__Written problem__:
Reproduce each record exactly.

──────────────────────────────

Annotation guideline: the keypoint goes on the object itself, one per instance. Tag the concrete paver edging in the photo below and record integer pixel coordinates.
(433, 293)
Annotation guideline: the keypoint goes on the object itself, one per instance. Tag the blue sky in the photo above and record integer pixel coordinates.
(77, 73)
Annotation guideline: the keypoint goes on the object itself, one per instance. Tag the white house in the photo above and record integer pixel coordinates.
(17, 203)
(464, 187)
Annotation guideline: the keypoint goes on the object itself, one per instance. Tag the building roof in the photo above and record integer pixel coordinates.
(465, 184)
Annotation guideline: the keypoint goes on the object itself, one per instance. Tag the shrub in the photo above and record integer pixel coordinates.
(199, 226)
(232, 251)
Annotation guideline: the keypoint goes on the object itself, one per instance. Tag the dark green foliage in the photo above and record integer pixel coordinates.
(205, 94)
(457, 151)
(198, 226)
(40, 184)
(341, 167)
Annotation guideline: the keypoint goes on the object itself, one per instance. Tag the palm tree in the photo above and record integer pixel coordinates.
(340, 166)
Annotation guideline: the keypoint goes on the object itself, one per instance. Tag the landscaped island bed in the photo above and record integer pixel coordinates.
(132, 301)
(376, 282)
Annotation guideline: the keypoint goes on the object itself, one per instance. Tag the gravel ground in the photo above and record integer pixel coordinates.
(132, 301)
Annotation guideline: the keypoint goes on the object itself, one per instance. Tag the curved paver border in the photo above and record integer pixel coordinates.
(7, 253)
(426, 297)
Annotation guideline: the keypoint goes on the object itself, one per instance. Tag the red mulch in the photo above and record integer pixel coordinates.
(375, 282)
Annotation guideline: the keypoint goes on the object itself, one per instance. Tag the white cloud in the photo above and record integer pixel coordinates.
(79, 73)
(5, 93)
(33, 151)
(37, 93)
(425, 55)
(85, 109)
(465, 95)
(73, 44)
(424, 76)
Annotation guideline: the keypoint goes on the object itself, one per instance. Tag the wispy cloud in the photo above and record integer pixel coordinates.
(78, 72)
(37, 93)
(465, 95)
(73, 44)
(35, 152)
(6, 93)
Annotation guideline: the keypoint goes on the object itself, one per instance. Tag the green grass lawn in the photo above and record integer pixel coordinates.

──────────────────────────────

__Complete response__:
Annotation guideline: the keypoint goes on the object itself, one per instance. Tag the concrete paver edging in the photo below and record integer pixel coordinates.
(433, 293)
Annotation guideline: the keypoint goes on the object itself, one per instance. Tag the blue sky in the photo above and record integer pixel coordinates.
(77, 73)
Annotation guideline: the keypoint goes on the object itself, one per instance. Tag the white house in the photo above and record integer pixel coordinates.
(17, 203)
(464, 187)
Annotation guideline: the keypoint goes on the object itself, one per instance. Tag the building roof in the photo above and record integer pixel coordinates.
(465, 184)
Annotation guideline: the keypoint goes on the object itself, one per instance. Tag the shrub in the photo above and record integer pixel coordinates.
(199, 226)
(232, 251)
Annotation guideline: the keypoint goes on the object itself, one per instance. Tag the dark green foliage in the photo above and record integer pixel coordinates.
(205, 94)
(457, 151)
(198, 226)
(40, 184)
(341, 167)
Annotation guideline: the keypoint goes on the object itself, one per instance. Tag the palm tree in the photo above and record integer pixel coordinates.
(340, 166)
Annotation guideline: the keypoint goes on the object itself, one per instance. Tag the landscaped island bed in the photo above and record integer pixel coordinates.
(132, 301)
(376, 282)
Annotation guideline: the keypoint goes on the object itself, one per instance. Tag the gravel ground in the photo above and record integer pixel coordinates.
(132, 301)
Annotation guideline: the keypoint goes on the object itself, one per instance. Tag the curved paver border in the photo above and record integer pixel coordinates.
(7, 253)
(426, 297)
Annotation guideline: the keypoint goes on the object itself, one per instance. Tag the red mulch in the photo above and record integer pixel coordinates.
(375, 282)
Annotation guideline: the keypoint goes on the object itself, one per instance. Tag the white cloud in the photo above and record integer pixel coordinates.
(79, 73)
(5, 93)
(33, 151)
(37, 93)
(425, 55)
(85, 109)
(465, 95)
(73, 44)
(424, 76)
Annotation guideline: the keypoint goes on the object itself, one per instance. Tag the wispy cloud in the photo above and record integer pixel coordinates.
(78, 72)
(37, 93)
(465, 95)
(73, 44)
(35, 152)
(6, 93)
Annotation guideline: the keypoint goes on the object itself, one per instance. Tag the green grass lawn in the photo above and record integer pixel coordinates.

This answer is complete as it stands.